## ARTICLE
Question

(i) What is the difference in potentials between two points one at $10cm$ and other at $20cm$ from a charge of $- 5.5\mu C$
(ii) Which one is at higher potential?

Answer 1

The question given to us is in two parts, one is to calculate the potential difference between two points and second one is which of those potentials is higher. We can start by drawing a diagram and then finding the potential with help of the formula,
The potential due to the charge at point P is ${V_P} = \dfrac{{kQ}}{{{r_1}}}$
The potential due to the change at point P’ is ${V_{P'}} = \dfrac{{kQ}}{{{r_2}}}$
Where $Q$ is the charge
${r_1}$ and ${r_2}$ are the distances from the charge to the points.

Complete Step By Step Answer:

Consider two points P and P’ at distances as shown in the figure.

## PROBLEM SET
a) State whether each statement agrees with the potential-difference passage, giving yes or no and quoting the passage's deciding words: (i) The charge in the question is $- 5.5\mu C$. (ii) The two points lie at 10 cm and 30 cm from the charge. (iii) The answer proposes drawing a diagram as a first step.
b) Resume the potential-difference passage after its final sentence.

## PROVIDED INFORMATION

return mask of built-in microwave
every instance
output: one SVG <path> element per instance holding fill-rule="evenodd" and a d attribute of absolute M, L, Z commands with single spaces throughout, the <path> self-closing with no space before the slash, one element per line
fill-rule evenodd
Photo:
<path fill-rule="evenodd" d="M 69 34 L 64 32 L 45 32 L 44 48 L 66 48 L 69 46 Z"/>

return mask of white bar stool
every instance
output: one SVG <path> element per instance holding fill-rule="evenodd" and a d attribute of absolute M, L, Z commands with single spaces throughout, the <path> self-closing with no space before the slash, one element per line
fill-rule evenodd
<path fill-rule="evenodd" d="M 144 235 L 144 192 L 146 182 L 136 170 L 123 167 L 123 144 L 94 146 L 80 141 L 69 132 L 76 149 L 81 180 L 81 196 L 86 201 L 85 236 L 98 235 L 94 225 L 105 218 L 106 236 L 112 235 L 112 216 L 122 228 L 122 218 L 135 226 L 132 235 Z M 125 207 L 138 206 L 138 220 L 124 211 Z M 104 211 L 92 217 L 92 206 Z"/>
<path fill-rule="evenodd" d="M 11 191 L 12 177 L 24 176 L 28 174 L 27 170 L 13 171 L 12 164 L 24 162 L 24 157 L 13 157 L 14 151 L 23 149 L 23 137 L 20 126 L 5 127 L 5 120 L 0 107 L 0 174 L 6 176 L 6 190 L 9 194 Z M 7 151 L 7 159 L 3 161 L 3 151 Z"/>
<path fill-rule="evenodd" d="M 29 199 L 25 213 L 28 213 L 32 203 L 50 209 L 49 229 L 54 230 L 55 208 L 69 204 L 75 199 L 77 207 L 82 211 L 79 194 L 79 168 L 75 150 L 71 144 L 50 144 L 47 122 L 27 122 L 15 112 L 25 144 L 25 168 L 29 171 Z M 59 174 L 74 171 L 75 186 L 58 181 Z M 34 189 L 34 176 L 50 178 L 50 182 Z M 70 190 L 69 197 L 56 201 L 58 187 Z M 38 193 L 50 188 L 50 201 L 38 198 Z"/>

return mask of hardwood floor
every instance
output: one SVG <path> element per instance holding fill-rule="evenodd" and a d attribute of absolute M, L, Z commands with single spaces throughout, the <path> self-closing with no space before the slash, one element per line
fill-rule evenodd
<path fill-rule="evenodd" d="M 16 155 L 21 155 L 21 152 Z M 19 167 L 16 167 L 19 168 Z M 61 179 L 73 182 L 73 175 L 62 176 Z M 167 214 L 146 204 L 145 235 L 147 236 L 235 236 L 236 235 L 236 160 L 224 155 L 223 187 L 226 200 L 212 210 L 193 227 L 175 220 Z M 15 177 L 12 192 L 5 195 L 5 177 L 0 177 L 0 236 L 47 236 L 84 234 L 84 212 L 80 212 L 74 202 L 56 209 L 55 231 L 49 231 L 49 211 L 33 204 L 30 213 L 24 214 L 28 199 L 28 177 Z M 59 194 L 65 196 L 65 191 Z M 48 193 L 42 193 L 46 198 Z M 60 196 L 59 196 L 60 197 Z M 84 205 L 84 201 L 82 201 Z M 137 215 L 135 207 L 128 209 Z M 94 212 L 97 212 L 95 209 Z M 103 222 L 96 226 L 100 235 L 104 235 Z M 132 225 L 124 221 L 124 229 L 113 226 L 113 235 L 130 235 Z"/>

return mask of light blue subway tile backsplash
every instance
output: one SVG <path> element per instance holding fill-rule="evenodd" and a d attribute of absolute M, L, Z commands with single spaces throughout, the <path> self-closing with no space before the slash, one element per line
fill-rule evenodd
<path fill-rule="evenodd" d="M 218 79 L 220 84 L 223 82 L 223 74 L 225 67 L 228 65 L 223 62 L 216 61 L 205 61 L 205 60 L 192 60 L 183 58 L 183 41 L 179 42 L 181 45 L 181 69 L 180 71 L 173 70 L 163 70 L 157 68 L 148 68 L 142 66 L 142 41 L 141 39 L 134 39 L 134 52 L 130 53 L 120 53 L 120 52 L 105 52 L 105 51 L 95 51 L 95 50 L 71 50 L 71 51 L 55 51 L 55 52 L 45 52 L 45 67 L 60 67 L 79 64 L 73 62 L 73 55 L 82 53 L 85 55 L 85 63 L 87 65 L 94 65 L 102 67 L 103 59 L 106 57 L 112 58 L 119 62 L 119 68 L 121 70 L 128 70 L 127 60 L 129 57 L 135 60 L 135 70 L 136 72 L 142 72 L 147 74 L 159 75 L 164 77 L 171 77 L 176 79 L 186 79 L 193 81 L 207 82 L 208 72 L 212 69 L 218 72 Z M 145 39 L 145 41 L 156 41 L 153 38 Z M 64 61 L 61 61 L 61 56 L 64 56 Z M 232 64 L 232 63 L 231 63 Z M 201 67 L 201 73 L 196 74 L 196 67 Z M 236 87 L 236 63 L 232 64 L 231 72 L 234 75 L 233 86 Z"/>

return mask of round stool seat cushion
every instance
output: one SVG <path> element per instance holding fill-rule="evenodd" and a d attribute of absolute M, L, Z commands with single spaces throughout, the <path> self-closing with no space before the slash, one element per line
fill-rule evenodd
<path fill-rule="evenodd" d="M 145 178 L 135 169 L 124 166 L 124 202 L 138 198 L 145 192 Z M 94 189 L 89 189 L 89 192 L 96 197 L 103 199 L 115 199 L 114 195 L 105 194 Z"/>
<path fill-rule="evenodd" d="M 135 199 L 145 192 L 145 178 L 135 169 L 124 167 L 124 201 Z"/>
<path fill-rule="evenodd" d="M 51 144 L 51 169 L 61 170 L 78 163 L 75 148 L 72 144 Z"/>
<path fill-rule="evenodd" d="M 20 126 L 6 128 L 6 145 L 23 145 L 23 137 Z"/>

## EXERCISE RESPONSES
a)
(i) Yes: "from a charge of $- 5.5\mu C$"
(ii) No: "one at $10cm$ and other at $20cm$"
(iii) Yes: "We can start by drawing a diagram"

b)
The difference of potential between the two points P and P’ can be found out using the formula ${V_P} - {V_{P'}} = \dfrac{{kQ}}{{{r_1}}} - \dfrac{{kQ}}{{{r_2}}}$
Substituting the values, ${V_P} - {V_{P'}} = \dfrac{{kQ}}{{{r_1}}} - \dfrac{{kQ}}{{{r_2}}} \Rightarrow kQ\left( {\dfrac{1}{{{r_1}}} - \dfrac{1}{{{r_2}}}} \right) = k \times - 5.5 \times \left( {\dfrac{1}{{0.10}} - \dfrac{1}{{0.20}}} \right)$
This can be simplified into ${V_P} - {V_{P'}} = - 247.5 \times {10^5}V$
(ii) Since the value is negative, the latter value of potential is greater.
That is, ${V_{P'}} > {V_P}$ .

Note:
Potential difference between two points is defined as the difference in electric potential between two points. Electric potential difference is an important concept in the understanding of electrical circuits.
The formula to find the potential is $V = k\dfrac{Q}{r}$ .